We are four sprints into a large Oracle Forms modernization engagement. Three hundred forms to convert into a modern Angular web stack. We have BA agents parsing legacy XML and generating business requirement documentation, Dev agents converting Oracle Forms code into Angular UI and Node.js backend producing sixty to seventy percent of the code on the first pass and QA agents generating test cases and test scripts from the same BRDs and user stories.

On paper, this looks like exactly what AI-assisted SDLC is supposed to look like.

And yet, when I looked at the bug counts coming out of the first twenty-four completed forms, around twenty bugs per form, roughly five hundred bugs in total, something felt off. Not just the number but the nature of the problem underneath it.

My instinct was this: if an agent is generating sixty to seventy percent of the code using a coherent set of instructions applied consistently across all three hundred forms, then the bugs it introduces should also be coherent.

Not random. Not form-specific. Systemic.

So, I asked for all the defect descriptions across the twenty-four forms in a single spreadsheet and ran a meta-analysis using AI to categorize the bugs systemically, looking for patterns across the full dataset rather than within each form.

The result was striking. Around three hundred of the five hundred bugs, three in every five fell into just seven systemic categories. These weren’t random implementation errors. They were the same gaps, repeating, across form after form, because they traced back to the same root cause: specific gaps in the instructions given to the dev agent.

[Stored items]
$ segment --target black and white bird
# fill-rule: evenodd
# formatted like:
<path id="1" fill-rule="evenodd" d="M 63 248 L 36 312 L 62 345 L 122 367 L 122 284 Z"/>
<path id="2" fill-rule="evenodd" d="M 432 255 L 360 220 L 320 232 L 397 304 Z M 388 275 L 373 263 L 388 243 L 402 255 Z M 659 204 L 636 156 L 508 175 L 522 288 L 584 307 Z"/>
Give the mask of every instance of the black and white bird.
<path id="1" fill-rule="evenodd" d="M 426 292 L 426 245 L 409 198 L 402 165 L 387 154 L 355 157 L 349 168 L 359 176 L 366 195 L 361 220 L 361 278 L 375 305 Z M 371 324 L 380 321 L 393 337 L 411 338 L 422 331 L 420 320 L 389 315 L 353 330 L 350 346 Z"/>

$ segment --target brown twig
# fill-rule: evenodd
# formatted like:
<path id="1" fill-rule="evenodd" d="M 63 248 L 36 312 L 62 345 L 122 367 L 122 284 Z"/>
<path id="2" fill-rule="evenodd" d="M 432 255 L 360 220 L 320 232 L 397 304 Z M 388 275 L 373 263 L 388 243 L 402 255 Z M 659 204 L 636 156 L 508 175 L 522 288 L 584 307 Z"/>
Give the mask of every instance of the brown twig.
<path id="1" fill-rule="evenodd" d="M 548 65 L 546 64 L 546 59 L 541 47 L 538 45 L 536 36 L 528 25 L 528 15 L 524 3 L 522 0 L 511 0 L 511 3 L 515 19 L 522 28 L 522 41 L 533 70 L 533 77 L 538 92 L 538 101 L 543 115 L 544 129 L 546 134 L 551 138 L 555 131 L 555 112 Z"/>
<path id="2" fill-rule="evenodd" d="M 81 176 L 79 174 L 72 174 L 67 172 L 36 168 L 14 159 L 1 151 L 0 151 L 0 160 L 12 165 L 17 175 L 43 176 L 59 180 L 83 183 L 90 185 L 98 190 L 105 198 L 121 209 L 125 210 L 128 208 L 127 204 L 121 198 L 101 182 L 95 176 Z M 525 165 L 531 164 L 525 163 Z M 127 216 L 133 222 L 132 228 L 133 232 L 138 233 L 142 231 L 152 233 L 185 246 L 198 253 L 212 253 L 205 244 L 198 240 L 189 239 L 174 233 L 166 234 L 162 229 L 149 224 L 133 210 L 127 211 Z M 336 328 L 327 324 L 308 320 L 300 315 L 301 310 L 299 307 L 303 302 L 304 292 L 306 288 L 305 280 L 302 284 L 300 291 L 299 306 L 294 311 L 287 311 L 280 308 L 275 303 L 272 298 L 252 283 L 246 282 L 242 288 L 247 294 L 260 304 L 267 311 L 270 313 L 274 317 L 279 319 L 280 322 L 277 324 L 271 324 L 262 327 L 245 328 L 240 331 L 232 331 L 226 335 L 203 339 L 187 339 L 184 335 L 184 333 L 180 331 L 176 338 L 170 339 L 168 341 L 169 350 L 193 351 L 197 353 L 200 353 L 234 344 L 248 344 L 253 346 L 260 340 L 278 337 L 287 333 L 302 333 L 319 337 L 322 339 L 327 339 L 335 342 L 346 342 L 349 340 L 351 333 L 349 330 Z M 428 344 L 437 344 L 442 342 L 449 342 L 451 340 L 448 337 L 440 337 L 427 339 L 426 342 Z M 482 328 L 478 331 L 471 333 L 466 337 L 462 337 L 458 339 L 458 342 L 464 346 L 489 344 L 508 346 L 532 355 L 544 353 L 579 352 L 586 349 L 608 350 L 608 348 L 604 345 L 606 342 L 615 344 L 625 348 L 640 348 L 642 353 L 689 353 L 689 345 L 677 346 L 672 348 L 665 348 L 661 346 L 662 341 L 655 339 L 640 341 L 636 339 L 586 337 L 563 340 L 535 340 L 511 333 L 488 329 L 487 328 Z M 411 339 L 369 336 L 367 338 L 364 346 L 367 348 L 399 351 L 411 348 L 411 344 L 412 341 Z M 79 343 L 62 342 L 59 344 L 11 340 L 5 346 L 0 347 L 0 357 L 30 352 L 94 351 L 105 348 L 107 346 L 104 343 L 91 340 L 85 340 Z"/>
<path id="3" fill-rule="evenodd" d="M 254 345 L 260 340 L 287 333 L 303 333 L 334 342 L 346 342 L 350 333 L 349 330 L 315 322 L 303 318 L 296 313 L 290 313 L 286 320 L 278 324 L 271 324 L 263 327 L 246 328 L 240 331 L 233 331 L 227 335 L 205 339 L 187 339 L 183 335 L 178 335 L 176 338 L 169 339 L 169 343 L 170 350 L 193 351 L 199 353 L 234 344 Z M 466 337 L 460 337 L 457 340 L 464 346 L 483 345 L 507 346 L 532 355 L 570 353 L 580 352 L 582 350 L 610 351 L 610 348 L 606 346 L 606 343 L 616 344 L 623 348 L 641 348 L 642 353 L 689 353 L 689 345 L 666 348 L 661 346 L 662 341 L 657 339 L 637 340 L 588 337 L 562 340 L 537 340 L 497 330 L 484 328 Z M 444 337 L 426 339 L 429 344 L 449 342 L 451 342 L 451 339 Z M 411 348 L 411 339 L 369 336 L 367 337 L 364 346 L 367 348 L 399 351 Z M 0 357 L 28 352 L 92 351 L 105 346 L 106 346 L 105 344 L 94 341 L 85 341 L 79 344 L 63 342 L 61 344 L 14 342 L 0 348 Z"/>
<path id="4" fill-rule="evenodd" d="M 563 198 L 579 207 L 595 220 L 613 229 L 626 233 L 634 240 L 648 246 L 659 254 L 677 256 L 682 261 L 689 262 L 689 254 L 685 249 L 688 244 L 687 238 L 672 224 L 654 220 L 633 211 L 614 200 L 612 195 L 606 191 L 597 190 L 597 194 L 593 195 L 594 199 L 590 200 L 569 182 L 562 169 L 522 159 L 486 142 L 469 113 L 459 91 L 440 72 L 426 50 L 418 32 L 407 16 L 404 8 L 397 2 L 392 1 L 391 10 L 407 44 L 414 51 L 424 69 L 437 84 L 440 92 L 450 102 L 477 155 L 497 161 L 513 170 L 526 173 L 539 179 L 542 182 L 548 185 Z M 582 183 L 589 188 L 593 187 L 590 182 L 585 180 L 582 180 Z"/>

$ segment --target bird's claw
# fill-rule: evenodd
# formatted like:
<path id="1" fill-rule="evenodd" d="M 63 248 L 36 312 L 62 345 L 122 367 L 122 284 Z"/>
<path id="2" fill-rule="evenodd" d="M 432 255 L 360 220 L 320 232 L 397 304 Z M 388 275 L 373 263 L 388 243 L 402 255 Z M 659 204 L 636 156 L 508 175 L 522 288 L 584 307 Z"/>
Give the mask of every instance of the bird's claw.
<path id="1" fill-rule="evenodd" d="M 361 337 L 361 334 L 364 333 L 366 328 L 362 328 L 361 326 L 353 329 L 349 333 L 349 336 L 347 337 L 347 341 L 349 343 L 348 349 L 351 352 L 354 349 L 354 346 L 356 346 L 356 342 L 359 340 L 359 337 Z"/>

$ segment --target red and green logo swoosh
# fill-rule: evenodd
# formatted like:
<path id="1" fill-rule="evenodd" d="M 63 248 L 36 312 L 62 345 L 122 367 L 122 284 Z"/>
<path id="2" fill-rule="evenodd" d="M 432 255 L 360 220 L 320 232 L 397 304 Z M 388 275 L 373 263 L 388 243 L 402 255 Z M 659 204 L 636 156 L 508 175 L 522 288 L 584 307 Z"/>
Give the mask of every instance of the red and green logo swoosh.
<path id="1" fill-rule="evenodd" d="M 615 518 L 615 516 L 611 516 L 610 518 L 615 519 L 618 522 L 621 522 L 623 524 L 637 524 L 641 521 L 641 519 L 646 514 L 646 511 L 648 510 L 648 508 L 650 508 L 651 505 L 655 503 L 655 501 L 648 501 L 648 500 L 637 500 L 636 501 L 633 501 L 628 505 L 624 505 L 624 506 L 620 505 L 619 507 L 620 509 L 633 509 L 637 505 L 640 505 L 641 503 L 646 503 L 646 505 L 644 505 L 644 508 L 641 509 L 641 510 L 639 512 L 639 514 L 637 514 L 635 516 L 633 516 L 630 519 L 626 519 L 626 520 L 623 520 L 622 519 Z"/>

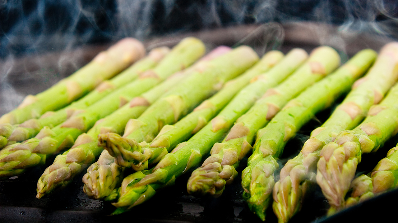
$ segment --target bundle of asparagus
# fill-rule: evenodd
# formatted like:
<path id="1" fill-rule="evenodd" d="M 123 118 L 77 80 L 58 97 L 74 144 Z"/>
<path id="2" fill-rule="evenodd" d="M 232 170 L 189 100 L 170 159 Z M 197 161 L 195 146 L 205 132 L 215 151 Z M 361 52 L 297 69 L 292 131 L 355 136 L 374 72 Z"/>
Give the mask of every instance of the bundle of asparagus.
<path id="1" fill-rule="evenodd" d="M 45 161 L 46 155 L 73 145 L 74 140 L 104 117 L 135 96 L 150 89 L 176 72 L 189 66 L 201 56 L 205 46 L 193 38 L 183 40 L 153 69 L 113 92 L 59 125 L 43 128 L 35 138 L 22 144 L 10 145 L 0 151 L 0 176 L 21 173 L 26 168 Z M 104 106 L 104 105 L 106 105 Z"/>
<path id="2" fill-rule="evenodd" d="M 396 46 L 398 49 L 398 44 Z M 344 207 L 344 198 L 362 154 L 376 151 L 398 132 L 397 98 L 396 84 L 379 104 L 371 108 L 362 123 L 352 130 L 341 132 L 322 148 L 316 182 L 329 202 L 329 214 Z"/>
<path id="3" fill-rule="evenodd" d="M 1 124 L 0 135 L 4 139 L 0 146 L 2 147 L 7 144 L 11 144 L 24 141 L 34 137 L 45 126 L 53 128 L 62 123 L 74 113 L 80 112 L 79 110 L 87 108 L 116 89 L 137 79 L 140 74 L 156 66 L 169 51 L 167 47 L 152 50 L 146 57 L 135 63 L 111 80 L 103 81 L 84 97 L 56 112 L 47 112 L 39 119 L 31 119 L 20 125 Z"/>
<path id="4" fill-rule="evenodd" d="M 306 57 L 302 50 L 296 49 L 288 54 L 285 60 L 270 71 L 275 74 L 283 73 L 289 67 L 291 73 Z M 297 55 L 298 54 L 298 55 Z M 202 166 L 195 170 L 188 182 L 188 192 L 197 195 L 221 195 L 228 182 L 231 183 L 238 173 L 235 168 L 239 161 L 252 149 L 251 145 L 257 131 L 262 128 L 290 99 L 307 87 L 324 77 L 314 72 L 314 65 L 327 65 L 334 50 L 327 47 L 318 47 L 311 53 L 304 64 L 276 87 L 269 89 L 262 98 L 246 114 L 240 117 L 222 143 L 216 143 L 211 155 Z M 289 58 L 290 56 L 290 58 Z M 266 117 L 264 119 L 264 117 Z M 225 173 L 233 173 L 226 174 Z"/>
<path id="5" fill-rule="evenodd" d="M 338 62 L 337 53 L 335 56 L 337 58 L 334 61 Z M 347 91 L 365 71 L 363 67 L 369 67 L 374 56 L 373 52 L 359 52 L 345 65 L 289 102 L 265 128 L 258 131 L 253 154 L 248 161 L 248 167 L 242 172 L 242 186 L 250 209 L 263 221 L 272 199 L 273 175 L 279 167 L 276 160 L 287 141 L 316 113 Z M 334 66 L 320 66 L 316 71 L 321 73 L 330 72 L 338 65 L 335 62 Z"/>
<path id="6" fill-rule="evenodd" d="M 280 221 L 287 222 L 300 210 L 305 196 L 304 192 L 308 191 L 308 186 L 314 183 L 316 164 L 323 146 L 334 140 L 340 131 L 357 125 L 371 106 L 378 103 L 396 81 L 396 74 L 393 70 L 396 64 L 390 62 L 394 54 L 388 50 L 388 46 L 382 50 L 365 77 L 354 84 L 353 89 L 330 117 L 312 131 L 300 153 L 282 168 L 280 180 L 275 186 L 273 205 Z M 374 54 L 370 51 L 369 53 Z"/>
<path id="7" fill-rule="evenodd" d="M 244 198 L 264 220 L 273 188 L 273 208 L 281 222 L 288 221 L 299 210 L 308 186 L 314 183 L 318 160 L 316 178 L 330 202 L 330 213 L 398 185 L 395 148 L 372 172 L 351 183 L 352 190 L 344 200 L 362 153 L 377 150 L 398 132 L 398 85 L 380 105 L 371 108 L 361 125 L 352 131 L 343 131 L 358 125 L 371 106 L 380 101 L 398 79 L 398 43 L 382 49 L 367 75 L 354 84 L 330 118 L 313 131 L 300 154 L 288 161 L 275 184 L 277 160 L 287 142 L 316 113 L 348 91 L 371 65 L 375 52 L 361 51 L 315 84 L 339 63 L 338 55 L 331 48 L 316 49 L 302 65 L 307 55 L 302 50 L 293 49 L 284 58 L 281 52 L 271 51 L 236 77 L 258 57 L 246 46 L 226 54 L 230 49 L 221 47 L 168 78 L 204 52 L 203 43 L 191 38 L 167 55 L 167 48 L 154 50 L 119 75 L 103 81 L 143 56 L 139 52 L 143 51 L 142 46 L 129 39 L 122 42 L 130 41 L 129 48 L 136 48 L 136 53 L 116 55 L 124 47 L 111 48 L 70 79 L 36 98 L 27 97 L 21 105 L 31 104 L 27 108 L 17 109 L 0 118 L 0 146 L 10 144 L 0 151 L 0 177 L 20 174 L 45 162 L 47 155 L 72 146 L 58 156 L 39 179 L 36 196 L 40 198 L 66 186 L 101 153 L 83 177 L 84 190 L 95 199 L 117 200 L 112 204 L 117 208 L 113 213 L 118 214 L 150 199 L 158 189 L 174 184 L 209 152 L 210 156 L 192 173 L 187 190 L 195 195 L 219 196 L 237 175 L 240 160 L 253 148 L 248 165 L 242 173 Z M 104 56 L 107 54 L 110 56 Z M 108 56 L 115 60 L 121 57 L 125 60 L 112 62 L 112 67 L 105 60 Z M 101 81 L 92 81 L 95 78 L 88 74 L 90 72 L 100 73 Z M 92 92 L 62 108 L 101 81 Z M 50 93 L 58 95 L 54 93 L 57 90 L 63 91 L 62 98 L 45 105 L 45 97 Z M 35 100 L 38 102 L 32 102 Z M 35 118 L 46 111 L 40 119 L 24 119 Z M 12 144 L 28 139 L 39 131 L 35 138 Z M 124 131 L 121 137 L 119 135 Z M 137 172 L 123 179 L 126 168 L 130 167 Z"/>
<path id="8" fill-rule="evenodd" d="M 35 96 L 26 96 L 18 107 L 0 117 L 0 123 L 12 125 L 38 117 L 48 111 L 60 108 L 92 90 L 144 56 L 138 40 L 127 38 L 101 52 L 89 63 L 58 84 Z"/>
<path id="9" fill-rule="evenodd" d="M 398 186 L 398 144 L 387 153 L 367 175 L 363 174 L 351 182 L 352 190 L 345 199 L 349 207 Z"/>
<path id="10" fill-rule="evenodd" d="M 296 56 L 297 54 L 293 54 Z M 217 94 L 202 102 L 193 112 L 175 125 L 165 125 L 150 145 L 142 143 L 144 146 L 142 147 L 141 144 L 137 144 L 135 145 L 137 148 L 133 151 L 123 147 L 116 148 L 120 150 L 119 154 L 121 156 L 120 158 L 116 159 L 116 163 L 124 167 L 132 167 L 138 171 L 143 170 L 148 164 L 157 163 L 179 142 L 187 140 L 192 135 L 200 130 L 237 92 L 249 83 L 252 78 L 273 67 L 283 57 L 283 54 L 279 51 L 268 52 L 253 67 L 226 83 L 224 87 Z M 296 58 L 298 57 L 294 56 L 289 57 L 289 59 L 292 60 L 292 57 L 295 60 L 298 59 L 299 63 L 302 60 L 299 57 Z M 289 72 L 282 72 L 278 73 L 278 77 L 281 79 L 289 74 Z M 140 156 L 137 151 L 142 151 L 142 155 Z"/>
<path id="11" fill-rule="evenodd" d="M 193 66 L 200 66 L 201 64 L 205 62 L 219 56 L 229 50 L 230 48 L 226 47 L 220 46 L 216 48 Z M 40 198 L 45 194 L 51 193 L 57 188 L 61 189 L 67 186 L 72 182 L 76 175 L 81 172 L 87 165 L 92 163 L 95 158 L 98 157 L 102 151 L 103 148 L 97 143 L 97 138 L 98 134 L 108 132 L 121 134 L 129 120 L 138 117 L 150 104 L 165 92 L 191 73 L 189 70 L 187 70 L 192 69 L 192 67 L 190 67 L 188 69 L 174 74 L 140 96 L 135 98 L 129 103 L 109 115 L 97 121 L 94 126 L 86 134 L 83 133 L 79 136 L 72 148 L 66 151 L 62 155 L 58 156 L 54 163 L 44 171 L 37 182 L 37 197 Z M 107 154 L 107 152 L 105 153 Z M 104 160 L 104 159 L 106 160 L 108 156 L 110 156 L 106 154 L 102 156 L 100 158 L 98 163 L 101 163 L 101 160 Z M 112 160 L 113 161 L 113 159 Z M 109 173 L 111 173 L 112 171 L 116 171 L 118 174 L 121 175 L 122 173 L 122 170 L 119 167 L 115 166 L 115 164 L 114 164 L 112 167 L 111 167 L 111 163 L 103 166 L 101 165 L 98 166 L 98 164 L 96 163 L 93 166 L 98 167 L 96 169 L 100 170 L 99 172 L 94 171 L 94 174 L 98 175 L 98 178 L 100 178 L 101 175 L 107 176 Z M 110 170 L 110 172 L 107 172 Z M 113 187 L 112 189 L 113 189 L 115 185 L 120 183 L 117 179 L 120 179 L 121 181 L 123 179 L 115 175 L 113 176 L 113 178 L 107 178 L 113 180 L 105 181 L 100 188 L 107 188 L 104 185 L 107 185 L 107 184 L 109 183 L 110 185 L 109 186 Z M 88 178 L 86 177 L 85 179 L 90 180 L 88 179 Z M 93 178 L 96 179 L 96 177 Z M 90 188 L 90 190 L 92 189 L 92 188 Z M 101 192 L 101 191 L 98 192 L 98 190 L 94 190 L 97 192 L 97 194 L 98 194 Z M 93 196 L 95 197 L 96 196 Z"/>
<path id="12" fill-rule="evenodd" d="M 245 60 L 242 60 L 240 56 L 242 55 L 246 55 Z M 122 138 L 115 134 L 101 134 L 98 136 L 100 143 L 111 154 L 116 156 L 115 154 L 117 153 L 113 153 L 118 152 L 119 150 L 116 148 L 117 147 L 123 146 L 127 149 L 137 144 L 137 142 L 141 142 L 146 138 L 148 138 L 146 136 L 148 133 L 157 134 L 159 131 L 158 125 L 170 124 L 176 121 L 179 117 L 186 112 L 190 107 L 203 100 L 214 92 L 215 85 L 222 84 L 225 81 L 240 74 L 252 65 L 258 60 L 258 58 L 257 54 L 251 48 L 243 46 L 203 64 L 200 67 L 195 68 L 197 71 L 193 75 L 151 106 L 137 119 L 129 121 L 126 126 L 125 135 L 135 136 L 133 139 Z M 200 82 L 201 84 L 198 85 L 198 82 Z M 197 86 L 195 86 L 195 85 Z M 168 110 L 165 109 L 168 108 Z M 134 128 L 134 125 L 141 123 L 146 123 L 147 125 L 144 125 L 144 128 Z M 142 133 L 144 131 L 146 131 L 145 134 Z M 154 136 L 149 137 L 153 138 Z M 89 173 L 85 175 L 85 178 L 91 175 L 90 171 L 92 170 L 89 168 L 88 170 Z M 96 179 L 98 178 L 96 175 L 94 177 Z M 91 179 L 91 177 L 90 178 Z M 109 190 L 106 187 L 100 188 L 95 185 L 93 186 L 90 184 L 92 181 L 85 179 L 85 183 L 86 183 L 84 190 L 88 193 L 106 193 L 87 192 L 91 188 L 104 188 L 105 191 Z"/>
<path id="13" fill-rule="evenodd" d="M 296 60 L 302 62 L 306 55 L 299 51 L 292 54 Z M 288 62 L 292 62 L 291 56 L 291 55 Z M 267 89 L 282 81 L 300 63 L 292 63 L 295 65 L 292 67 L 284 63 L 277 65 L 272 69 L 275 69 L 275 73 L 270 71 L 269 76 L 266 73 L 241 90 L 217 116 L 188 141 L 177 145 L 154 167 L 137 172 L 125 178 L 121 186 L 114 190 L 107 198 L 110 200 L 118 199 L 117 202 L 112 203 L 118 207 L 114 213 L 123 212 L 150 198 L 156 190 L 172 185 L 177 177 L 195 167 L 213 145 L 222 139 L 238 117 L 247 111 Z M 282 69 L 284 66 L 285 68 Z M 283 72 L 279 73 L 276 72 L 278 71 Z M 278 75 L 281 74 L 282 77 Z M 178 124 L 175 125 L 179 125 Z"/>

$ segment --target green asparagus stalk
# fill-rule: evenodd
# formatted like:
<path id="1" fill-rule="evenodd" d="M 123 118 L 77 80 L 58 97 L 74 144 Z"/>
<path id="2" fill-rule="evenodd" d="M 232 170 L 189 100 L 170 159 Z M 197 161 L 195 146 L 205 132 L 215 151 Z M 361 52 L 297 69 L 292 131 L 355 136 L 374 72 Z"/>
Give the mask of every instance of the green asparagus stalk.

*TRY IT*.
Resume the account of the Oracle Forms modernization project, picking up after its final sentence.

*WRITTEN ANSWER*.
Here is what the team was doing: the QA team raised a bug list per form, handed it to a developer who fixed those bugs for that form and moved on to the next form.
In a traditional SDLC, this makes complete sense. Different developers write different forms. Each developer interprets user stories slightly differently. The bugs are largely uncorrelated. Fixing them form by form is the right unit of work.

But that logic breaks down entirely in an agent-assisted process.

When the same agent operating on the same instructions generates code for hundreds of forms, the bugs it introduces are not independent. They are correlated with design. Fixing them form by form is the equivalent of treating symptoms of one patient at a time while ignoring the virus that is infecting all of them.

The right intervention is upstream, not downstream.

Identify the gaps in the instructions. Fix those gaps. Regenerate. Validate. Repeat.

The meta-analysis also surfaced a process gap in how QA was approaching its work. The QA team was comparing the converted Angular forms against the original Oracle Forms pixel by pixel, interaction by interaction as if a verbatim functional match was the acceptance criterion. But the user stories worked by the developers are from a described intent and functionality and not an exact UI reproduction. Oracle Forms were built twenty years ago on a desktop technology stack. Recreating every legacy interaction in a modern web application is not modernization; it is replication.

This is now being clarified with the client confirming the appropriate level of scrutiny as per the scope of work, so that QA is measuring against the right standard.

Having a background in machine learning, and watching this unfold, I kept seeing a familiar pattern.

The speed at which a model converges acceptable accuracy is almost entirely determined by how fast you can close that feedback loop, and that speed depends on having automated validation metrics.

Imagine trying to fine-tune a model without automated metrics. Every iteration, you show the outputs to a human evaluator. They review them manually and report back in a few days. You make the adjustments and wait again. The iteration cycle collapses and convergence become impossibly slow. The model never gets good enough fast enough.

This is precisely what is happening in our engagement.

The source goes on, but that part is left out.